La penetrante y áspera voz de un conocido comentarista radiofónico, Angry Bob, se funde con un paraje cuyo aspecto post-apocalíptico se deduce a través de un sencillo síntoma: el color. Pero de todo ello, nada se establece como indicativo de qué ha llevado a un mundo tan distinto al nuestro a esa situación. Conocemos, en definitiva, el estado, pero no un causante que podría llevarnos a ubicar Hardware en cualquiera de los escenarios posibles anteriores a ese intenso bermellón que contonea desde el horizonte hasta los rincones más oscuros de un taller clandestino de compraventa cualquiera. Una (in)evolución que, sin embargo, no parece establecida por los siempre ingenuos errores que han llevado al ser humano a enfrentarse con la incansable búsqueda de una inteligencia artificial que nos permita llegar a otro nivel, deparándonos así un futuro aciago. En Hardware, el mayor enemigo del hombre —o de la mujer, en este caso— se traza en un ambiente que sugiere haber moldeado los seres que lo habitan a su imagen y semejanza: desde cínicos enanos comerciantes hasta vecinos babosos y obsesivos cuya simple presencia se antoja más inestable que cualquier otra cosa. Pero en Hardware, como en todo el cine de Stanley, la percepción e iniciativa del espectador nunca fueron buenos compañeros, y es que el cineasta de origen sudafricano no hace sino recorrer un trayecto en busca de sus inquietudes, intereses y fallas, como si sus trabajos no fueran más que un mero objeto para exponer aquello que es en esencia Richard Stanley.

==*==

■ **Lista de tareas**:
(A) Reescribe como una lista breve el párrafo del texto sobre Hardware que empieza «La penetrante y áspera voz», conservando sus datos principales.
(B) Prosigue, por favor, el texto sobre Hardware a partir de su última oración.

[Datos recopilados]
==*==

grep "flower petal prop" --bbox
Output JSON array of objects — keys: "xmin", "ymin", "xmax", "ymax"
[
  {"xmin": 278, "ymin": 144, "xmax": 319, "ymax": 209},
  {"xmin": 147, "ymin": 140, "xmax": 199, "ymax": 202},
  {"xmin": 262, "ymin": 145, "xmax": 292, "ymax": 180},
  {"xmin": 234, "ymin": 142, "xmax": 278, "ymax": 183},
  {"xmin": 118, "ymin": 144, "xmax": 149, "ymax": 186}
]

==*==

■ **Respuestas**:
(A)
- La voz del comentarista radiofónico Angry Bob se funde con un paraje que, por su color, parece post-apocalíptico.
- No se indica qué llevó a ese mundo a tal situación: se conoce su estado, pero no la causa.
- Esa (in)evolución no parece deberse a la búsqueda de una inteligencia artificial.
- El mayor enemigo de la protagonista es un ambiente que parece haber moldeado a sus habitantes, como enanos comerciantes cínicos y vecinos babosos y obsesivos.
- En el cine de Stanley, la percepción e iniciativa del espectador nunca fueron buenos compañeros.
- El cineasta de origen sudafricano usa sus trabajos para exponer sus inquietudes, intereses y fallas.

(B)
No entendamos, no obstante, la percepción de esa esencia como el enésimo egotrip armado por y para deleite de su autor: todo lo contrario, si a algo obedece precisamente Hardware es a encontrarse en un tono distendido que fluctúa y retoza más en una serie B que ni es, ni pretende ser, que a armar uno de esos objetos cuyas pretensiones rebasan con mucho las posibilidades de la propuesta inicial. Así, el escenario compuesto por Stanley, teñido de rojos, salpicado por una compleja relación y enturbiada por los seres que, de tanto en tanto, frecuentan ese microcosmos, sirve como superficie para dar a conocer un cine en el que no se sostienen los límites. El talento visual y las composiciones del cineasta se anexionan a un libreto repleto de aristas, cuyo valor central reside en sustentar un “todo por el todo” sin que esa esencia de la que hablaba se resienta ni, mucho menos, Hardware se sumerja en un terreno del que sea imposible salir, pues el modo de abordar en todo momento situaciones que bordean un germen más alucinado y fuera de sí, y giros donde el delirio se expone como una de las características centrales del relato, no hacen sino perfeccionar el estilo y tono de una obra única.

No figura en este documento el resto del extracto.